Provided records:
^^^^^^^^

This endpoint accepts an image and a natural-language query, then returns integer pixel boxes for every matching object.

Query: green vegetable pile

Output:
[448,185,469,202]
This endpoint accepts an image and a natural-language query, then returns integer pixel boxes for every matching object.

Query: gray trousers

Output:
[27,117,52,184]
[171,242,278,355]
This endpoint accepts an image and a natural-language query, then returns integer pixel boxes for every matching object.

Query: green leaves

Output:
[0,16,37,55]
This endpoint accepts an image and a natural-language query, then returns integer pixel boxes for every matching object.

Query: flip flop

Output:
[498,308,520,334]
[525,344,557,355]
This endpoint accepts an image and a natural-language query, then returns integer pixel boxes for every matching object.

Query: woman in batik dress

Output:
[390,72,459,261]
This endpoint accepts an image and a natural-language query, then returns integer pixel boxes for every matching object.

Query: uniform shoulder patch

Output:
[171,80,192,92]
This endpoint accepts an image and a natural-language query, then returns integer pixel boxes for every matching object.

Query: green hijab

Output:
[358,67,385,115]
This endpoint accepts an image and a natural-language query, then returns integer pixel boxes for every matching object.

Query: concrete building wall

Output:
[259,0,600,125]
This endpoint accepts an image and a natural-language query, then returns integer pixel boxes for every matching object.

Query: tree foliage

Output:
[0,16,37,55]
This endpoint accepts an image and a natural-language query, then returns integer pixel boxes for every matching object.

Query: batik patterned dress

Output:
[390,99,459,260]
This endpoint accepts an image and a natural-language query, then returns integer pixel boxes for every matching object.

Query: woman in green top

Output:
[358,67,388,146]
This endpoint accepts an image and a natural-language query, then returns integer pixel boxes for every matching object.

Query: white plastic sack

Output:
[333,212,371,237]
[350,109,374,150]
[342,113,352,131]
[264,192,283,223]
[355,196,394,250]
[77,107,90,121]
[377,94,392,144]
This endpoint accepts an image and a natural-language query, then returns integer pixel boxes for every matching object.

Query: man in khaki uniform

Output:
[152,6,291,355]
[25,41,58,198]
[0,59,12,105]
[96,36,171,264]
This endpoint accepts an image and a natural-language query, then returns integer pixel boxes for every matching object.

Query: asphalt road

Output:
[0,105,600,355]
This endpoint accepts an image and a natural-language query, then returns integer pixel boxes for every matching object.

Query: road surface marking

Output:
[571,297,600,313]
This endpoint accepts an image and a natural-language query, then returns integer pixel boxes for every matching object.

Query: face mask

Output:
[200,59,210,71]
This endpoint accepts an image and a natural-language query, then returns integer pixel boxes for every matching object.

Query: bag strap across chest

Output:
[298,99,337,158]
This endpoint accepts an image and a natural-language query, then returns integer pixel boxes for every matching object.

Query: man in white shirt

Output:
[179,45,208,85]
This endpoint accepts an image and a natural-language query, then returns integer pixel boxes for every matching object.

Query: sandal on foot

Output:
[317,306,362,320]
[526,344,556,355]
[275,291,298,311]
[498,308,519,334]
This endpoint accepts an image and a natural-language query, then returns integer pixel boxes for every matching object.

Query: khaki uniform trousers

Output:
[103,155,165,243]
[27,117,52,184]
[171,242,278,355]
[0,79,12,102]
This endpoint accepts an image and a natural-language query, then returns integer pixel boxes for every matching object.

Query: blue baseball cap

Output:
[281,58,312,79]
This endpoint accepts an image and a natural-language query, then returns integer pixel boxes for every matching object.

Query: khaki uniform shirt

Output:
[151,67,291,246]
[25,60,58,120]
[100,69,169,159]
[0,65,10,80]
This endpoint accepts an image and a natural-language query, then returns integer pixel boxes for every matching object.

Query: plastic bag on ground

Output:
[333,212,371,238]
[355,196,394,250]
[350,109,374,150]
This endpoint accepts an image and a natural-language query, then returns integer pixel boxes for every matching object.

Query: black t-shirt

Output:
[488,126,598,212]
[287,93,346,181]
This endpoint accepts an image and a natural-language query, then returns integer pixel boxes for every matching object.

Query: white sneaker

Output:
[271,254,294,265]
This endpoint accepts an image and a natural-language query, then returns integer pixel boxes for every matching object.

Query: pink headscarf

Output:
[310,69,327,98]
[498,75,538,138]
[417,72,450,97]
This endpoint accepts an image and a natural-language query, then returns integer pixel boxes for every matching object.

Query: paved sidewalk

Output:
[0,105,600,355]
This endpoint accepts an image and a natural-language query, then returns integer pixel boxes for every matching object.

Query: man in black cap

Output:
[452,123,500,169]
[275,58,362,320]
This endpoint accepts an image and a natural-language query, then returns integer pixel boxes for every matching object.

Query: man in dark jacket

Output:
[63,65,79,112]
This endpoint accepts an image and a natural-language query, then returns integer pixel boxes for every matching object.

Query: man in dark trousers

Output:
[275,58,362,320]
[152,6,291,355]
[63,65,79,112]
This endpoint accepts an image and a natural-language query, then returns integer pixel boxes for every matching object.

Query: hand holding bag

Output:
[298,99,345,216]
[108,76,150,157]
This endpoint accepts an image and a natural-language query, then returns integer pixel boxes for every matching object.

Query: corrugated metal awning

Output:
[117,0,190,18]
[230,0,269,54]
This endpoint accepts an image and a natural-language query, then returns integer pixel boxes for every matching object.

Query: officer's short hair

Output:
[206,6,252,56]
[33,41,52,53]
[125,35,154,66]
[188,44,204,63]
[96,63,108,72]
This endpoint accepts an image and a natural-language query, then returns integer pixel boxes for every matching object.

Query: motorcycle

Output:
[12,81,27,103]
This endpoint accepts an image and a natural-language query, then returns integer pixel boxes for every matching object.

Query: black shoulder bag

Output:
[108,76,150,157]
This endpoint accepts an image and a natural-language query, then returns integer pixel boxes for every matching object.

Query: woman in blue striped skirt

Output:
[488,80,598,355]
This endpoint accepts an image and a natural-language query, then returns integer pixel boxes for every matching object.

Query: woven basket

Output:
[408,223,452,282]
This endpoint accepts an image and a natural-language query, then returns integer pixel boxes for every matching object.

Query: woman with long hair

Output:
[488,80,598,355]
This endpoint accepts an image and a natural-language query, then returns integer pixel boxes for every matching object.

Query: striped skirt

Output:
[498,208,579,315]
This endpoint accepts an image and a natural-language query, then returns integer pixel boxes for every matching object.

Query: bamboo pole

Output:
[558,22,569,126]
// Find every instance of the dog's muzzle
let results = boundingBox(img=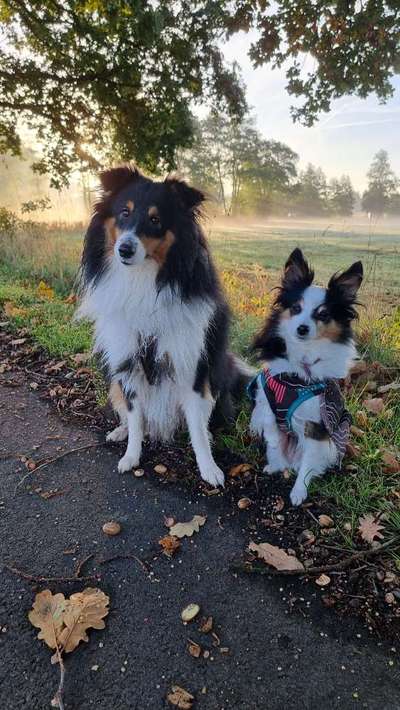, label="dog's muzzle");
[118,239,137,264]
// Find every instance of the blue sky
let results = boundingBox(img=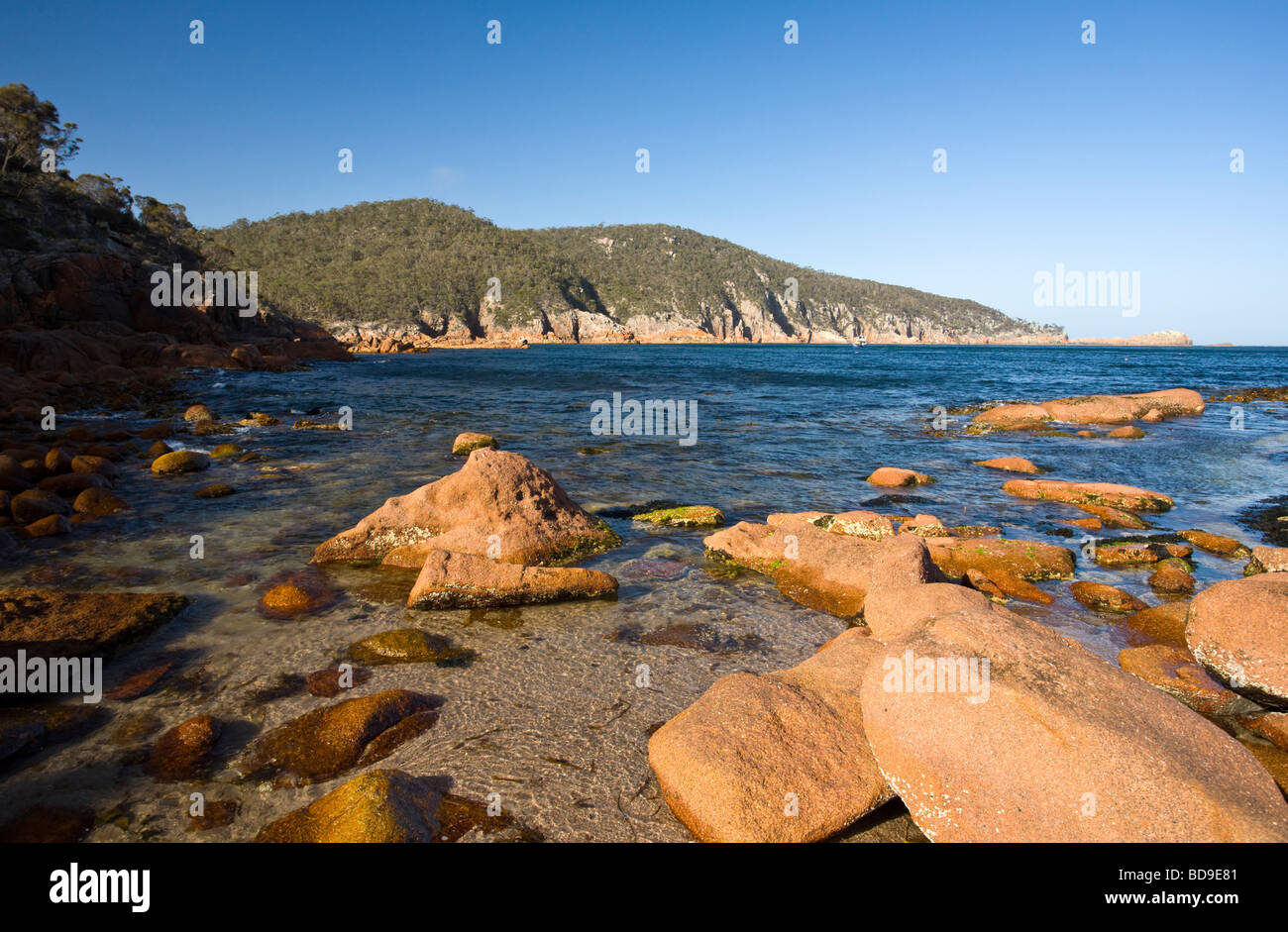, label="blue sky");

^^^^^^^^

Directions: Please count the lines in the listing above that contain the string "hair", treating uppercase and lowercase as different, and reply with that number alone.

Answer in full: 2